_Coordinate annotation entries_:
+---+

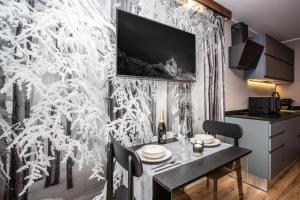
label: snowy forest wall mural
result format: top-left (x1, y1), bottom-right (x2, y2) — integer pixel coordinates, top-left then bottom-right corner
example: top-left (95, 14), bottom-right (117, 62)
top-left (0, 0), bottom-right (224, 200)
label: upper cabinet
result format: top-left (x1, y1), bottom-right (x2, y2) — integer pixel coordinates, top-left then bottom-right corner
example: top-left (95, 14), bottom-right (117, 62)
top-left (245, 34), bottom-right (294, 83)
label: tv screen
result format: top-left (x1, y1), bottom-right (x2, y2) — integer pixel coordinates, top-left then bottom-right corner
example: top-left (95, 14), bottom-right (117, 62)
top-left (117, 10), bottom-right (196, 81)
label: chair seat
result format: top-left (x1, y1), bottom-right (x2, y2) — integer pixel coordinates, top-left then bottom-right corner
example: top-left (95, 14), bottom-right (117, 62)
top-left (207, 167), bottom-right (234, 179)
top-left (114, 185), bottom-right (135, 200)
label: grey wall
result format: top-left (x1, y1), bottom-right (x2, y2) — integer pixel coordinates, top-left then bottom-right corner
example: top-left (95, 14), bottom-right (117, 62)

+---+

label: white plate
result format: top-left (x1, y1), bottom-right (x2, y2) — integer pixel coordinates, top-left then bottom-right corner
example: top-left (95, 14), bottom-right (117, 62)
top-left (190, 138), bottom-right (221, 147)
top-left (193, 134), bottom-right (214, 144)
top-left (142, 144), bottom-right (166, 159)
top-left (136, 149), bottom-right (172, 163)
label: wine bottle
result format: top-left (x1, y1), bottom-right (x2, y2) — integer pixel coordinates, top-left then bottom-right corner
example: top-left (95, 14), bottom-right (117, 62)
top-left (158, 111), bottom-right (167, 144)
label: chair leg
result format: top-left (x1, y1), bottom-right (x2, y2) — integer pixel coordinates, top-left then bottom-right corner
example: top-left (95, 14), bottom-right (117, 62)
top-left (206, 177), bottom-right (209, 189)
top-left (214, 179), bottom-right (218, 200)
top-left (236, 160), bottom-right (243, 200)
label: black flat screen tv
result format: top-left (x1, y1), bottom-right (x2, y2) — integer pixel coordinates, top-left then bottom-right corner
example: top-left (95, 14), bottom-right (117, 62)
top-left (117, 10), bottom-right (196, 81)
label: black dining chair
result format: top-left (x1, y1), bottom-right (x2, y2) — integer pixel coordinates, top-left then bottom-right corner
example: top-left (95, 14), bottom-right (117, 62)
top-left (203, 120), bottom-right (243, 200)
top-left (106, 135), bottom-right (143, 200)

+---+

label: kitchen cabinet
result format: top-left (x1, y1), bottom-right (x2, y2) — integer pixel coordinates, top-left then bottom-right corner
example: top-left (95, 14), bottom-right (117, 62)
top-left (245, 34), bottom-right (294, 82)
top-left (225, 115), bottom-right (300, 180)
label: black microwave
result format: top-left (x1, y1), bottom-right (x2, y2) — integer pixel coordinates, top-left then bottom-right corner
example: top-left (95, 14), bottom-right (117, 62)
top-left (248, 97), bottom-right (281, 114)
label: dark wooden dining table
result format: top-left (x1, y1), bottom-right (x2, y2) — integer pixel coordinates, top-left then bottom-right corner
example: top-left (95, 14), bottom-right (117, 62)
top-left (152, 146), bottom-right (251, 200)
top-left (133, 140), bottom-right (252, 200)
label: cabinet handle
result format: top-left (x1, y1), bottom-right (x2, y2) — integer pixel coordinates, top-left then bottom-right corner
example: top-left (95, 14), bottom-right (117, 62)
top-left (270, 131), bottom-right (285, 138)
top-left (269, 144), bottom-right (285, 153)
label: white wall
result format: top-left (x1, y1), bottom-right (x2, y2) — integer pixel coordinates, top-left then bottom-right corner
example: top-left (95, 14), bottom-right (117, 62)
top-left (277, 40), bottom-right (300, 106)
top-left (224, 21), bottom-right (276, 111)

+---+

_Given task_:
Rewrite the lines from the line with "label: black dining chair" to the line with "top-left (106, 135), bottom-right (143, 200)", replacing "dining" with "wooden" and leaving everything else unchanged.

_Final result_:
label: black wooden chair
result format: top-left (x1, y1), bottom-right (x2, y2) — integer pixel coordinates, top-left then bottom-right corner
example: top-left (95, 14), bottom-right (117, 62)
top-left (203, 120), bottom-right (243, 200)
top-left (106, 135), bottom-right (143, 200)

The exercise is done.